Problem set:
1) Reproduce the part of the Hanover Street text that opens with the words containing "A look at the" and closes with "garage by Manchester Oblique.", putting "shopfronts" in place of "storefronts".
2) Answer these questions from the Hanover Street text:
(a) How long a stretch does the Opera Block span?
(b) What two things camouflage the parking garage behind the Citizen's Bank building?
(c) What building sits in the background of the Opera Block's archway, and on what street?

Text block:
In Jane Jacobs' "The Death and Life of Great American Cities", the author makes the argument that circulation, the ability to draw pedestrians from one area of a city to another, is the most important mechanic in city planning and development. While the Opera Block only spans a mere quarter mile, it draws people up and down its sidewalks all day long and into the night with a mix of business and entertainment establishments, with living space to boot. The majority of storefronts on Hanover are under the same roof of one long, brick building creating a more uniform aesthetic and commercial experience.

A look at the consistent storefronts along Hanover Street by Manchester Oblique.

Vines slowly scaling the wall of Hanover Street pakring garage by Manchester Oblique.

The Opera Block's archway leading to a parking lot behind the building. A nice device in preserving access yet avoiding a potential alleyway. In the background sits the New Hampshire 9th Circuit Courthouse on the neighboring Amherst Street. By Manchester Oblique.

From there you can pick some of the more obvious details like the trees that line the wide sidewalks and the decorative lighting around the branches, making for a more whimsical night look. Even the parking garage behind the Citizen's Bank building is unobtrusive, camouflaged with vinery and darker cement.

In contrast, Amherst and Lowell Streets are both fine streets that have flourishing businesses but somehow lack the magical look of Hanover Street.

Material shown:
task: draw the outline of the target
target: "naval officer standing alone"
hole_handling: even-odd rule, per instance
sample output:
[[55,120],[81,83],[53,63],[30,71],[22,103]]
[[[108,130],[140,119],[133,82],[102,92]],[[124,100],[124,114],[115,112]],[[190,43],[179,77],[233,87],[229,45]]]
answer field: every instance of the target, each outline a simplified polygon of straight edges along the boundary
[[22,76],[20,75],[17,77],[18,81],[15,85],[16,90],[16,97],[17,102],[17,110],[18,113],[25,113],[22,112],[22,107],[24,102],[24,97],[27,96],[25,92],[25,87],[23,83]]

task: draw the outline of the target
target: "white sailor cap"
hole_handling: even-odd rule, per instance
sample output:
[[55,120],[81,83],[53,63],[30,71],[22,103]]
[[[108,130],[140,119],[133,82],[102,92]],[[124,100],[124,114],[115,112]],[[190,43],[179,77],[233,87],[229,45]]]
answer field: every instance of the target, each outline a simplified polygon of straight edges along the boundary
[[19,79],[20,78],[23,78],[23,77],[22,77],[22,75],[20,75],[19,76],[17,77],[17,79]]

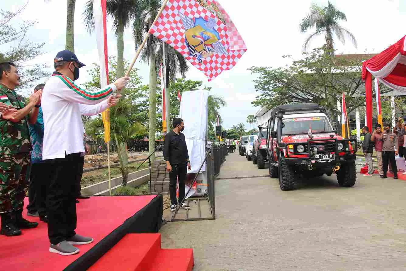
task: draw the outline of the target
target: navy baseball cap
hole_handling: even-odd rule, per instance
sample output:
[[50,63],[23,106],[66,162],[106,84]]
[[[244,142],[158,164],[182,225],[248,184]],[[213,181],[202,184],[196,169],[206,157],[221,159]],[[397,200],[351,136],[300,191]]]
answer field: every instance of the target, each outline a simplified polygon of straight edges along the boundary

Answers to each task:
1)
A look at the consistent shopfronts along Hanover Street by Manchester Oblique.

Vines slowly scaling the wall of Hanover Street pakring garage by Manchester Oblique.

2)
(a) A quarter mile.
(b) Vinery and darker cement.
(c) The New Hampshire 9th Circuit Courthouse, on Amherst Street.